Reading text:
■ ■ ■ ■ ■ ■ ■

United States District Court, N.D. California, San Jose Division

July 25, 2014

UNITED STATES OF AMERICA, Plaintiff/Respondent,
v.
ELOY CARRANZA-HURTADO, Defendant/Movant.

ORDER DENYING MOVANT CARRANZA-HURTADO'S MOTION TO VACATE, SET ASIDE, OR CORRECT A SENTENCE UNDER 28 U.S.C. § 2255 AND DENIAL OF CERTIFICATE OF APPEALABILITY

RONALD M. WHYTE, District Judge.

I. INTRODUCTION

Eloy Carranza-Hurtado ("Movant") seeks relief under 28 U.S.C. § 2255 from his conviction and sentence for illegal entry into the United States following deportation pursuant to 8 U.S.C. § 1326. Movant moves to set aside his plea agreement in order to either accept a new plea agreement or be resentenced. He argues that he received ineffective assistance of counsel and that the court committed several errors. Specifically, movant claims in his "ground 1" that his counsel failed to conduct a thorough investigation into the facts of the case, interrogate witnesses, submit a memorandum urging suppression of frivolous evidence and advise him of his substantive rights and potential defenses. Movant complains in his "ground 2" that his counsel failed to file a notice of appeal, move for a speedy trial, move for Brady material and advise him honestly about the length of the sentence counsel he would receive for his offense. In "ground 3" movant submits that the court failed to properly advise him of his rights and thus his plea was neither knowing nor voluntary. In "grounds 4 and 5" movant alleges that the court relied upon unsupported facts when it treated his prior offense as a drug trafficking offense or one constituting an aggravated felony. In "ground 6" movant asserts that the court erroneously failed to treat his prior felony offense as an element of his current offense. In "grounds 7-9" movant complains that the court failed to depart or impose a lesser sentence based on cultural assimilation, his alien status or the fact that a sentence of the length he received was greater than necessary to effectuate the goals of 18 U.S.C. § 3553(a). For the reasons explained below, the court denies the motion.

■ ■ ■ ■ ■ ■ ■

Dataset excerpt:
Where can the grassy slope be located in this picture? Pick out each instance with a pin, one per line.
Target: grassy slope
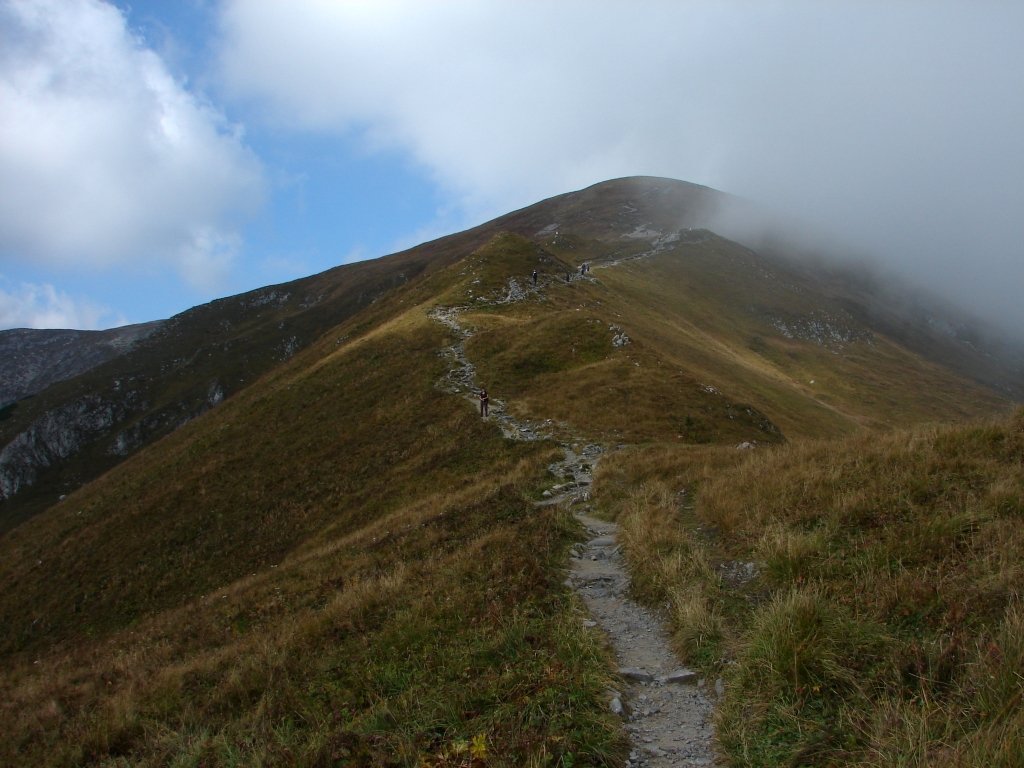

■ ■ ■ ■ ■ ■ ■

Stated task 1: Summarize the court order in two sentences.
Stated task 2: Echo the court order word for word, everything from "United States District" down to "WHYTE, District Judge.".
Stated task 3: Translate this sentence from the court order into Spanish: "Movant moves to set aside his plea agreement in order to either accept a new plea agreement or be resentenced."
The data plays no part in this.

Full response 1: Eloy Carranza-Hurtado seeks relief under 28 U.S.C. § 2255 from his conviction and sentence for illegal entry into the United States after deportation, arguing that he received ineffective assistance of counsel and that the court committed several errors. The court denies the motion.

Full response 2:
United States District Court, N.D. California, San Jose Division

July 25, 2014

UNITED STATES OF AMERICA, Plaintiff/Respondent,
v.
ELOY CARRANZA-HURTADO, Defendant/Movant.

ORDER DENYING MOVANT CARRANZA-HURTADO'S MOTION TO VACATE, SET ASIDE, OR CORRECT A SENTENCE UNDER 28 U.S.C. § 2255 AND DENIAL OF CERTIFICATE OF APPEALABILITY

RONALD M. WHYTE, District Judge.

Full response 3: El promovente solicita que se anule su acuerdo de culpabilidad para aceptar un nuevo acuerdo de culpabilidad o bien ser sentenciado de nuevo.